• [PROBLEM DESCRIPTION]
Copy the records below line for line with no changes, but leave the pictures out.

• [DATA ENTRIES]
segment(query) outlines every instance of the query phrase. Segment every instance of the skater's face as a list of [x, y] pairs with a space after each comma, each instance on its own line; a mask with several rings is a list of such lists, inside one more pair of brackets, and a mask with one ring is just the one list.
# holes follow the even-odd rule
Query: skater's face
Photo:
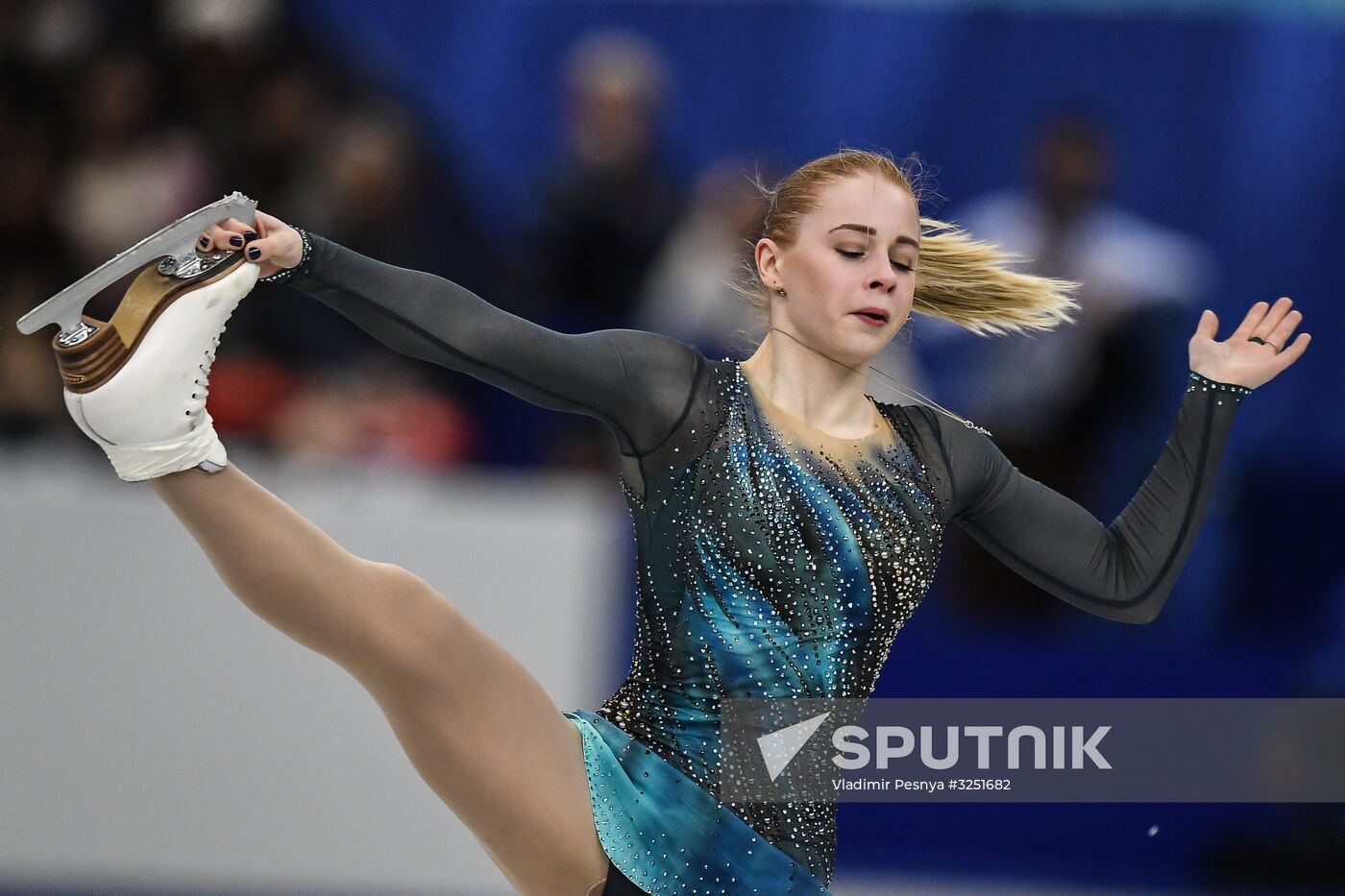
[[818, 199], [820, 204], [799, 219], [794, 244], [757, 242], [757, 269], [771, 289], [771, 326], [842, 363], [863, 365], [911, 313], [920, 213], [907, 190], [877, 174], [834, 180]]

• [TASK RESPONSE]
segment(query) outlines every instance of the query phrase. Segment every instance of the skater's face as a list of [x, y] pairs with a space after each comma, each instance on its own line; a mask with several rings is a list of such lists, inside one more pair of brackets, and a mask with one ring is just the one list.
# holes follow the even-odd rule
Query: skater's face
Photo:
[[818, 199], [820, 204], [799, 219], [794, 244], [757, 242], [757, 269], [771, 289], [771, 326], [842, 363], [863, 365], [911, 313], [920, 213], [907, 190], [877, 174], [834, 180]]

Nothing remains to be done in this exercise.